Quoted passage below:

There’s no question, bed rails are some of the most widely utilized home safety enhancements for elderly persons and those recovering from a surgery or illness that has somehow limited their mobility. Rails made for simple assistance: up, down and repositioning, are aptly named “assist rails.” “Safety rails” span either half or the full length of the bed and, aside from assisting in the same ways as assist rails, also are made to prevent seniors from rolling out of bed and taking a dangerous fall.

Both assist and safety rails come in a variety of models with options like height adjustment, different gap widths, and types of padding. These are important considerations that help to ensure the bed rails for elderly persons are safe, so that they do what they are supposed to do: assist the frail in changing position or steadying themselves when going to stand or lay down, and especially to keep seniors from falling or rolling out of bed.

Here are some tips on how to best protect your aging loved ones who’ve come to depend on or will soon need bed rails to effectively keep them safer in the bedroom:

  • Measurements. The smaller the senior, the less distance there should be between rail gaps. If the senior you care for tends to roll around in bed, it’s important to make sure that they do not become entangled in nor slip through the rails! Keep arms, legs and even entire bodies from getting free then getting trapped by taking measurements of your loved one and then comparing them to the measurements of the rails you’re considering.
  • Ask questions from the retailer’s customer service department before making a final purchase. Find out if the height of the mattress and/or bed frame will make a difference in rail gap size. (Put that tape measure to use before making the call to customer service to make sure you get the best answers!)

End of Quoted passage.
Record excerpts below:

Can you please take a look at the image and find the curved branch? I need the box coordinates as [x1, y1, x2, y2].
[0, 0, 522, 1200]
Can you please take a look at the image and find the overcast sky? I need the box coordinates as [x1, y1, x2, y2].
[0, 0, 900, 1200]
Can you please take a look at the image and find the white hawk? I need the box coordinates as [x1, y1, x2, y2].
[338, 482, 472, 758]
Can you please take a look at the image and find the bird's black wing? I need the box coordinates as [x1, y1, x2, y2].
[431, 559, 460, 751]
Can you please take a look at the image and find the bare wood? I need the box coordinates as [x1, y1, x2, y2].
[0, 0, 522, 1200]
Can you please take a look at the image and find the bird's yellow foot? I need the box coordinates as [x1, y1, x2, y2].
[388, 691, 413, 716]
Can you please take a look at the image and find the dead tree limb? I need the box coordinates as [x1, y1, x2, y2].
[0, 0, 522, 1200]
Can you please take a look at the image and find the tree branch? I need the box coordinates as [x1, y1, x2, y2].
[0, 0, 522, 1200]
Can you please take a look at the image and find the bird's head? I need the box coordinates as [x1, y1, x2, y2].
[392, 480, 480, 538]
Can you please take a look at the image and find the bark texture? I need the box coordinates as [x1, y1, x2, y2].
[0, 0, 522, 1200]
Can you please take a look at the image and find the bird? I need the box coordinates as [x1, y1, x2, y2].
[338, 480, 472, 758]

End of Record excerpts.

Task 1 -
Revise the bed rail text from "Here are some" to "rails you’re considering.", swapping "entangled" for "tangled".
Task 2 -
In the bed rail text, what name is given to rails made for simple assistance with getting up, down and repositioning?
Task 3 -
Continue the bed rail safety tips from the point where the text stops.
The rows come from a separate source, not from the bed rail text.

Exercise output 1 -
Here are some tips on how to best protect your aging loved ones who’ve come to depend on or will soon need bed rails to effectively keep them safer in the bedroom:

  • Measurements. The smaller the senior, the less distance there should be between rail gaps. If the senior you care for tends to roll around in bed, it’s important to make sure that they do not become tangled in nor slip through the rails! Keep arms, legs and even entire bodies from getting free then getting trapped by taking measurements of your loved one and then comparing them to the measurements of the rails you’re considering.

Exercise output 2 -
They are called "assist rails."

Exercise output 3 -
  • Bed rail pads and gap protectors not only reduce gaps between mattress and rail, the cushy barrier also keeps extremities from becoming entangled in the rails and prevents bumps and bruises that can happen if a senior tends to thrash in their sleep. (Unexpected elbow to rail = ouch!)
  • Cushioning pads are made for both half and full-length rails; some models incorporate staph-resistant materials.
  • Keep frequently used items within easy reach to further prevent falls with a bed rail quilted caddy, easily held in place with Velcro.
  • Buy newer model rails on the market from well known and established manufacturers, like Carex, whose full length adjustable width rails easily adjust up or down and can be used on any sized beds.
  • Talk with your parent or the person for whom you care. Assure that they are satisfied and comfortable with the rails being provided and take measures to make sure their comfort and safety continually prevails, i.e. via pads and gap protectors. Some side rail bed wedge gap protectors come with the added benefit of high density foam for positioning purposes, and are fire-retardant as well as anti-microbial.